| RECORDS FOR PROCESSING |

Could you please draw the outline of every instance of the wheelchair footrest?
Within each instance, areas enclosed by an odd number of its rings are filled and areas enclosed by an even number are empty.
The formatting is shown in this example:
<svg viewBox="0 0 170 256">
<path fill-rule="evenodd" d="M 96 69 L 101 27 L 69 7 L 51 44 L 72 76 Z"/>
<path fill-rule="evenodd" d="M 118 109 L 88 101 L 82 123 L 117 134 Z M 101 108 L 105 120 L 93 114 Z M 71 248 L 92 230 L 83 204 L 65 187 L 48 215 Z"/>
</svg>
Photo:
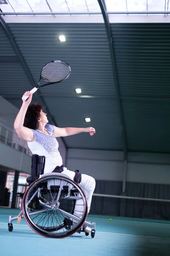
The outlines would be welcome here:
<svg viewBox="0 0 170 256">
<path fill-rule="evenodd" d="M 68 218 L 65 218 L 63 221 L 65 229 L 67 230 L 71 229 L 73 226 L 73 221 Z"/>
</svg>

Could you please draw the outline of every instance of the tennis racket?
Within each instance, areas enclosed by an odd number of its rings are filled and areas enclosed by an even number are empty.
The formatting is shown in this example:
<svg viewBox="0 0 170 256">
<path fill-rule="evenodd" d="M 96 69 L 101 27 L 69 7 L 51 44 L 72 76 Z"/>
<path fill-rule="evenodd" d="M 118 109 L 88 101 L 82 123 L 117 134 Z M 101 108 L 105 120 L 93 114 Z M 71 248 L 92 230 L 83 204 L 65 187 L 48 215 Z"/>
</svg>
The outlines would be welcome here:
<svg viewBox="0 0 170 256">
<path fill-rule="evenodd" d="M 39 81 L 37 86 L 30 91 L 30 93 L 34 93 L 38 89 L 44 86 L 62 82 L 68 77 L 71 73 L 70 66 L 65 61 L 53 61 L 48 62 L 41 70 Z M 39 86 L 41 79 L 46 83 Z M 23 96 L 22 99 L 25 101 L 28 98 L 28 96 Z"/>
</svg>

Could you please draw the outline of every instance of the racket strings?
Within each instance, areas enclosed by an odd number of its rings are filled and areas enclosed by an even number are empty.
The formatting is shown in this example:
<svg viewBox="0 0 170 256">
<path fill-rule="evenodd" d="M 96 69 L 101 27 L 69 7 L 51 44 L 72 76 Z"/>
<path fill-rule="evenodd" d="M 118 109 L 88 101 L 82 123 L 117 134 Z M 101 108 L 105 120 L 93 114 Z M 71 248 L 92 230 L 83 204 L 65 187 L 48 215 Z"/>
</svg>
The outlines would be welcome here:
<svg viewBox="0 0 170 256">
<path fill-rule="evenodd" d="M 41 75 L 43 80 L 48 83 L 56 83 L 65 79 L 70 73 L 70 67 L 66 63 L 56 61 L 44 67 Z"/>
</svg>

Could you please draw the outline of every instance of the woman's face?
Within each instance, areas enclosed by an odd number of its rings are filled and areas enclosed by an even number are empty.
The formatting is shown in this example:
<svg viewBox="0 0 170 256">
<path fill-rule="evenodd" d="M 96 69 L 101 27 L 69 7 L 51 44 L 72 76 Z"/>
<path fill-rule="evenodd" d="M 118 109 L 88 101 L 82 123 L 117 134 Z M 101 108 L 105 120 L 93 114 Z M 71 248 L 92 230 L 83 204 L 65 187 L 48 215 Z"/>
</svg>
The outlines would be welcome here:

| PROBLEM DETAILS |
Copy out everything in the listing above, from the line containing "the tennis racket?" down to the end of the listing, both ends included.

| WRITTEN ANSWER |
Could you please draw the outline of every instance of the tennis racket?
Within each instance, areas enclosed by an odd number of its rings are filled and areas enclosed by an even number are empty.
The formatting is shown in this example:
<svg viewBox="0 0 170 256">
<path fill-rule="evenodd" d="M 96 69 L 101 27 L 69 7 L 51 44 L 72 76 Z"/>
<path fill-rule="evenodd" d="M 118 109 L 88 101 L 82 123 L 117 134 Z M 101 108 L 105 120 L 93 114 Z M 71 248 L 92 230 L 83 204 L 65 187 L 48 215 Z"/>
</svg>
The outlines would be welcome here:
<svg viewBox="0 0 170 256">
<path fill-rule="evenodd" d="M 39 81 L 37 86 L 30 91 L 30 93 L 34 93 L 38 89 L 44 86 L 62 82 L 68 77 L 71 73 L 70 66 L 65 61 L 53 61 L 48 62 L 41 70 Z M 39 86 L 41 79 L 46 83 Z M 23 96 L 22 99 L 25 101 L 28 98 L 28 96 Z"/>
</svg>

Could you please draw the outline of every instance of the racket strings?
Within each instance, areas enclosed by an odd number of its rings are filled and areas enclosed by an even number are empty.
The formatting is shown in this example:
<svg viewBox="0 0 170 256">
<path fill-rule="evenodd" d="M 96 69 L 101 27 L 69 7 L 51 44 L 72 76 Z"/>
<path fill-rule="evenodd" d="M 118 109 L 88 101 L 82 123 L 117 134 Z M 101 108 L 105 120 L 93 114 Z M 71 248 L 92 230 L 83 204 L 65 187 L 48 215 Z"/>
</svg>
The outlines would be welcome here:
<svg viewBox="0 0 170 256">
<path fill-rule="evenodd" d="M 41 75 L 43 80 L 48 83 L 56 83 L 65 79 L 70 73 L 70 67 L 66 63 L 56 61 L 44 67 Z"/>
</svg>

Could you please draw the outline of every instance of the woman's face?
Within each instance, areas enclosed by an odd number of its rings are filled and areas enclosed by an even number are empty.
The formatting is shown in this example:
<svg viewBox="0 0 170 256">
<path fill-rule="evenodd" d="M 96 69 L 101 27 L 69 7 L 51 44 L 72 76 Z"/>
<path fill-rule="evenodd" d="M 118 109 L 88 101 L 82 123 L 117 134 Z M 101 108 L 105 120 L 93 114 Z M 71 248 L 92 230 L 83 204 L 65 187 L 48 215 Z"/>
</svg>
The outlines would be welcome here:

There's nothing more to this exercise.